**GIVEN INSTRUCTION 1**
List every television series named in the opening paragraph of the review of Arrow's third season.
**GIVEN INSTRUCTION 2**
Reproduce word for word the passage of the Arrow season review from "Arrow Season 3: Literally" to "gotten so stiff?".

**DOCUMENT PASSAGE**
-- -- --
Arrow Season 3: Literally Everyone Is A Ninja Now

Well, another year of empty warehouses, teenage romances in adult bodies, and scowling has come to an end. The superhero television landscape has changed considerably since Arrow‘s pilot episode almost three years ago. At the time, live-action superhero drama was pretty much limited to Arrow and reruns of Smallville, but now the field is crowded with contenders. From DC’s other TV series Gotham, to Marvel’s movies-tied Agents of S.H.I.E.L.D., Daredevil, and Agent Carter, to Arrow‘s own successful spinoff show The Flash. And many more cape-and-mask shows on the way! So how is Arrow stacking up now that the competition has gotten so stiff?


The season opened boldly with the surprise murder of Sara Lance aka the Canary. I suppose it was always in the cards. Sara’s sister Laurel has always been on track to become the Black Canary comics fans know and love, and I guess the Canary mantle is a lot like Highlander.


“There can be only one!”

But the show essentially burns up one of its strongest players to make emotional fuel for the rest of the cast, and having seen the payoff I’m still not convinced it was a strong play. Sara, as a dramatic character, had it all – torn between two ninja lovers, a compelling ninja backstory, and a muscular ninja body to give Ronda Rousey chills. I can’t help but feel like the hole she left was never quite filled.

Perhaps it would be easier to forget the fierce yet sympathetic warrior if it weren’t for her sister parading around in her skin. Laurel’s decision to honor Sara’s death by becoming the new Canary never clicked for me, first and foremost because I was never able to take the skinny Katie Cassidy seriously as a physical threat. Secondly, I was never able to take lawyer Laurel Lance seriously as a threat. The show feeds us a few shots of Laurel’s thin arms being swallowed by her boxing gloves and expects us to believe she’s a “rookie with promise” type, and it just never worked for me. You know, vague, cartoonishly exaggerated training is a sort of a superhero origin in itself. You’ve got a guy over here who trained for “five years on a hellish island,” and a girl over there who spent years in a secret ninja killer society..and then you’ve got a grieving attorney in an Everlast ad. Even when Nyssa swoops in to give her a little of the League’s Secret Stuff, it’s just no dice.

What was crazier was that no one but Oliver thought it was crazy! In fact, when Oliver balks at the untrained Laurel jumping across rooftops with nothing but her Edward Scissorhands cosplay, the rest of the team shakes their heads at him! The show’s writers seems to take it in stride that angst gives a person both the right and the capability to hit the streets, when in real life it’s almost the exact opposite. Honestly, Laurel was never stronger than in the first season, as a crusading legal eagle. Even today, all Cassidy’s best scenes are at the police station, confidently shoving papers with official stationery in her police captain dad’s face.



Of course, the options for the Laurel character are few, now that she’s been supplanted as the romantic interest. It’s easy to see why one of comics’ most cherished relationships has had difficulty taking hold on the small screen. There is a sweet fun and cheer to what’s between the Green Arrow and Black Canary of the comics which is impossible between their stony TV counterparts. In fact, between Stephen Amell’s unyielding poker face and Cassidy’s resting bitch face, any scene with just the two of them threatens to collapse the show into a scowling singularity.
-- -- --
Records from a collection:
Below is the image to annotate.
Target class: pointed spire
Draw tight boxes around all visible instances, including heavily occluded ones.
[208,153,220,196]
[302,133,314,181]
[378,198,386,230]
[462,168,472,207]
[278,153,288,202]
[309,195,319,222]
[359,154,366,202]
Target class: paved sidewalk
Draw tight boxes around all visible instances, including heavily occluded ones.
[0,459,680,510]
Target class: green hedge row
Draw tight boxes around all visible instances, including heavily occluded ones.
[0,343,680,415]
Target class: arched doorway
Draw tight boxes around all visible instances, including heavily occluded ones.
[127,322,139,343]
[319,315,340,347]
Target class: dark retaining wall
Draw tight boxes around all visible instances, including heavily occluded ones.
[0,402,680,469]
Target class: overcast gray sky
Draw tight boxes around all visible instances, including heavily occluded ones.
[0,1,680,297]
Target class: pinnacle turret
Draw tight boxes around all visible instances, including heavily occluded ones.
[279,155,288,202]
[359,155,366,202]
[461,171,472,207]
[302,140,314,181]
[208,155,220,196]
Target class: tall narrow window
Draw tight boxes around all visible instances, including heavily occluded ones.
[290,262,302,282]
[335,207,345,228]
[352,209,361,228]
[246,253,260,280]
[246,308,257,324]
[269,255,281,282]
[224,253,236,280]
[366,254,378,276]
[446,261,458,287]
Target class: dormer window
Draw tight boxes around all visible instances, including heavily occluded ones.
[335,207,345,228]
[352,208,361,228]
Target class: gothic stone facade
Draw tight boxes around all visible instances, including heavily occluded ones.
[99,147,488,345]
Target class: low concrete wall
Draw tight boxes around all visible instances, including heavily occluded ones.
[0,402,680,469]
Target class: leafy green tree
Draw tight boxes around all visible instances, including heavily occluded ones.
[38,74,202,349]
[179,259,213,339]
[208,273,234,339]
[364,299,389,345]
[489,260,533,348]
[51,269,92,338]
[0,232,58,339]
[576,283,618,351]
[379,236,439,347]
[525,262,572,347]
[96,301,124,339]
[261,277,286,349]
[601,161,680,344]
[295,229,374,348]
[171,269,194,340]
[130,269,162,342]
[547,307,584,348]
-- -- --
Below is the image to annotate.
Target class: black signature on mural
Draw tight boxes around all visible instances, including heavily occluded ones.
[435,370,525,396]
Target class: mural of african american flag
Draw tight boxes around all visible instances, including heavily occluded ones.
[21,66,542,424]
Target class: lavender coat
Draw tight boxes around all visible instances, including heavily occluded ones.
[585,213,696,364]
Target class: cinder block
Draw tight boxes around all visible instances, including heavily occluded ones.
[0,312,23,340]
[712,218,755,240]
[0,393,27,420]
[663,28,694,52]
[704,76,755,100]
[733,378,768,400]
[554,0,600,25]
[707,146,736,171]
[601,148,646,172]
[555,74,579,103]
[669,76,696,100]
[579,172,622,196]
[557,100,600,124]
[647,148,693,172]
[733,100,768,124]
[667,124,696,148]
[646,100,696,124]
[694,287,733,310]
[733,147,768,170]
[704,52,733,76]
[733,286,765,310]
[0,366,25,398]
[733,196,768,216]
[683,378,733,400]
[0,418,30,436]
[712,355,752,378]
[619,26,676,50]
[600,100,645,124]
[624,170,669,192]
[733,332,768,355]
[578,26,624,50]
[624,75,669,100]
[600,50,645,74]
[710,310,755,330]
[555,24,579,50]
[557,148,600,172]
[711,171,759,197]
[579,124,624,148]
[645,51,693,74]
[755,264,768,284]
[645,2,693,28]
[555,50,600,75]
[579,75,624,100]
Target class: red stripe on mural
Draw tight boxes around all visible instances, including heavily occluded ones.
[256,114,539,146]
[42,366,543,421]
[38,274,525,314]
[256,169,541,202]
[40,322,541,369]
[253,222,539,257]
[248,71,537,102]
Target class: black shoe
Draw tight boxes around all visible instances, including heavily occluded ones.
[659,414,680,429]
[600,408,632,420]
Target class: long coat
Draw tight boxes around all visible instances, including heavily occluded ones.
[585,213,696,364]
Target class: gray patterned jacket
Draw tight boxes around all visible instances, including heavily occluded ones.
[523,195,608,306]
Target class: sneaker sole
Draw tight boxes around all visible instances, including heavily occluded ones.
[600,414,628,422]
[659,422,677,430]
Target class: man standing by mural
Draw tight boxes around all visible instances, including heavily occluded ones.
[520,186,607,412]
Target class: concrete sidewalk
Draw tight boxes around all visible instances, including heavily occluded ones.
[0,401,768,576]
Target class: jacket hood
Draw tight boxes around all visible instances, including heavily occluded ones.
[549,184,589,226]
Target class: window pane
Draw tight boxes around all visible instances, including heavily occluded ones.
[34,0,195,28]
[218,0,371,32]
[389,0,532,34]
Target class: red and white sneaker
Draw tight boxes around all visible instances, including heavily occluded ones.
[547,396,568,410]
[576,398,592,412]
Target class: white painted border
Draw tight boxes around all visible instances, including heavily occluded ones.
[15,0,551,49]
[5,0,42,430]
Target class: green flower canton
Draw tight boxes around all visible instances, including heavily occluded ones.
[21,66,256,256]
-- -- --
**WORKED ANSWER 1**
Arrow, Smallville, Gotham, Agents of S.H.I.E.L.D., Daredevil, Agent Carter, The Flash

**WORKED ANSWER 2**
Arrow Season 3: Literally Everyone Is A Ninja Now

Well, another year of empty warehouses, teenage romances in adult bodies, and scowling has come to an end. The superhero television landscape has changed considerably since Arrow‘s pilot episode almost three years ago. At the time, live-action superhero drama was pretty much limited to Arrow and reruns of Smallville, but now the field is crowded with contenders. From DC’s other TV series Gotham, to Marvel’s movies-tied Agents of S.H.I.E.L.D., Daredevil, and Agent Carter, to Arrow‘s own successful spinoff show The Flash. And many more cape-and-mask shows on the way! So how is Arrow stacking up now that the competition has gotten so stiff?